• **EXERCISE GOAL**:
Find every line in the records below that contains the string "cloud", and copy each of those lines. Treat case as significant.

• **INPUT ROWS**:

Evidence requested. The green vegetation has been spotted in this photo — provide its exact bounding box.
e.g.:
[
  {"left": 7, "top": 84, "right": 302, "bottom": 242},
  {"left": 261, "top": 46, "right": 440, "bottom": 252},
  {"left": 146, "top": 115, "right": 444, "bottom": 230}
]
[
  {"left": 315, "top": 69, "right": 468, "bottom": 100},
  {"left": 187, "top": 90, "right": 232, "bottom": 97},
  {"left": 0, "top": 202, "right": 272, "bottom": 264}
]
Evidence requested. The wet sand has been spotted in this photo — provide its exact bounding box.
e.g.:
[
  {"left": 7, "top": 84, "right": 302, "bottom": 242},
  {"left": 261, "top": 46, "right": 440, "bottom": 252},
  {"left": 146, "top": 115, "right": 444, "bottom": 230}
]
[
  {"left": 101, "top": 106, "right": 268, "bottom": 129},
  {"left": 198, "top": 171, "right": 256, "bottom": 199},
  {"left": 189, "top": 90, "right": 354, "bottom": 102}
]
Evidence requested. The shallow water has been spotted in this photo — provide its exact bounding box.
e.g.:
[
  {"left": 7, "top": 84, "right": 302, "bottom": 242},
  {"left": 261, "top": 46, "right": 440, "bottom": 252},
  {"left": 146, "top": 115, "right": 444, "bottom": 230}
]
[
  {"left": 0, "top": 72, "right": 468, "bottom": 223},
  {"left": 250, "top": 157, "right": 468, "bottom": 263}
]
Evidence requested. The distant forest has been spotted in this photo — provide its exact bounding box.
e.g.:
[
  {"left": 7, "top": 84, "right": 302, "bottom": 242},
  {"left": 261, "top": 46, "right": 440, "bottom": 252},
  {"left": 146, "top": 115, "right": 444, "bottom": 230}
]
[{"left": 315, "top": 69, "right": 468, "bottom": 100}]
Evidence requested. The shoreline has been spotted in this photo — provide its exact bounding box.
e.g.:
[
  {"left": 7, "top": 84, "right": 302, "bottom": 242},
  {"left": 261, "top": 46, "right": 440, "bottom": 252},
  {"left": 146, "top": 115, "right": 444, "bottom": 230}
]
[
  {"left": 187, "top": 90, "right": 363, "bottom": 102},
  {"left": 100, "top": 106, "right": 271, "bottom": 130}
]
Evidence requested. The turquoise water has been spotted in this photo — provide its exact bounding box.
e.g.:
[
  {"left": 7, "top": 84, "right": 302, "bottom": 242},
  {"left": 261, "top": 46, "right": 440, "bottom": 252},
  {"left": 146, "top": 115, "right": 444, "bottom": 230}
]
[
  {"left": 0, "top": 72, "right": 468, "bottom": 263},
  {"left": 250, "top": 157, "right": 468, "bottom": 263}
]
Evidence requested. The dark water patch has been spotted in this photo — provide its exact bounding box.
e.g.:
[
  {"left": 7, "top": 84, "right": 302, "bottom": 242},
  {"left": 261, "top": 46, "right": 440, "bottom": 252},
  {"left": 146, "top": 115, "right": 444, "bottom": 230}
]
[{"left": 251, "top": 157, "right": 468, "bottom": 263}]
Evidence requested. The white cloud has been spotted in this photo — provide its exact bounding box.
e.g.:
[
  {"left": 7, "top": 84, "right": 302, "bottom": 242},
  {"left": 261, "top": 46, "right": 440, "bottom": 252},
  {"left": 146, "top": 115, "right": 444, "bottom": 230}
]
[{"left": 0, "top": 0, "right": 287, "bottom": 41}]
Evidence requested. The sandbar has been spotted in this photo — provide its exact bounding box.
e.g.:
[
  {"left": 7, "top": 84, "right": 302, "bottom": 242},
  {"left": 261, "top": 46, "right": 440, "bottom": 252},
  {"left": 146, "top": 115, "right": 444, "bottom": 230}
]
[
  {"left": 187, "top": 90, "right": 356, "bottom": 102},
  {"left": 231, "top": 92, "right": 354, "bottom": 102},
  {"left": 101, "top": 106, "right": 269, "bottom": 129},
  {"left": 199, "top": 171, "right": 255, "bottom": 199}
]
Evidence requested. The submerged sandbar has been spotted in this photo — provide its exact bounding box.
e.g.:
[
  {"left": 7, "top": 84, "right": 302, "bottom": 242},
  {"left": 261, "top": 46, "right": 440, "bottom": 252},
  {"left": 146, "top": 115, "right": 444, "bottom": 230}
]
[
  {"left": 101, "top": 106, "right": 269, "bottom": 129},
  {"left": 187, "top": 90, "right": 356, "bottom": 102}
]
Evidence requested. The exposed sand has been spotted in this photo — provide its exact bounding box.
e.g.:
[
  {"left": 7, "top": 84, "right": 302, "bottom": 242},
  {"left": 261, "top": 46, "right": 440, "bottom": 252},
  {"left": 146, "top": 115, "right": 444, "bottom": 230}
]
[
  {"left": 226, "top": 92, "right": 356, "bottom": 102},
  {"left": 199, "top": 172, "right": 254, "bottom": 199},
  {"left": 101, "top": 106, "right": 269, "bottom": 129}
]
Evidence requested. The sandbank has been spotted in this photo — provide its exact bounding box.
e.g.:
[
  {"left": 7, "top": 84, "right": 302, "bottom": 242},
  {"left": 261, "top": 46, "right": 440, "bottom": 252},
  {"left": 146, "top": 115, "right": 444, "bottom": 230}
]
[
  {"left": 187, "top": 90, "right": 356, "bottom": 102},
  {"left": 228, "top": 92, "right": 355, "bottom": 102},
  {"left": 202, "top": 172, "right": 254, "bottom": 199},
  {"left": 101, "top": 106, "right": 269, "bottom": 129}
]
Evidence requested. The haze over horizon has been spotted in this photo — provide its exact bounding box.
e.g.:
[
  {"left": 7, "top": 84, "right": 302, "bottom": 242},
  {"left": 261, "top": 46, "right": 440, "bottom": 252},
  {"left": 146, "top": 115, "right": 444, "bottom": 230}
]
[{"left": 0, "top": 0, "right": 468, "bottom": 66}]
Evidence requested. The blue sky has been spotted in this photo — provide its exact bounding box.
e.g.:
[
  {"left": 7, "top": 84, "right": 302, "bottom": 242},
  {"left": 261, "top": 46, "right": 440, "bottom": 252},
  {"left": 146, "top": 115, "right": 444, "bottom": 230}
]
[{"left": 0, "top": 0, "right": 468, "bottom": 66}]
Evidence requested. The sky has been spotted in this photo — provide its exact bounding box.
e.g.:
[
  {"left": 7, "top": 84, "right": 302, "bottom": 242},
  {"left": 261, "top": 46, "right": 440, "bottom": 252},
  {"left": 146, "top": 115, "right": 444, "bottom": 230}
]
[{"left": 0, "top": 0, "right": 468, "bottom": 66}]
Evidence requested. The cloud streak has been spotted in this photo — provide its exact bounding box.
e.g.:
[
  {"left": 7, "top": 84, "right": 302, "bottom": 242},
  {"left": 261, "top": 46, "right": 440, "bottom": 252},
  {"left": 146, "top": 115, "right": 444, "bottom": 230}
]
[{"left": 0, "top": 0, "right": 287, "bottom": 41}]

• **FINISHED ANSWER**:
Evidence requested. The white cloud has been spotted in this photo — provide its exact bounding box.
Evidence requested. The cloud streak has been spotted in this photo — provide its exact bounding box.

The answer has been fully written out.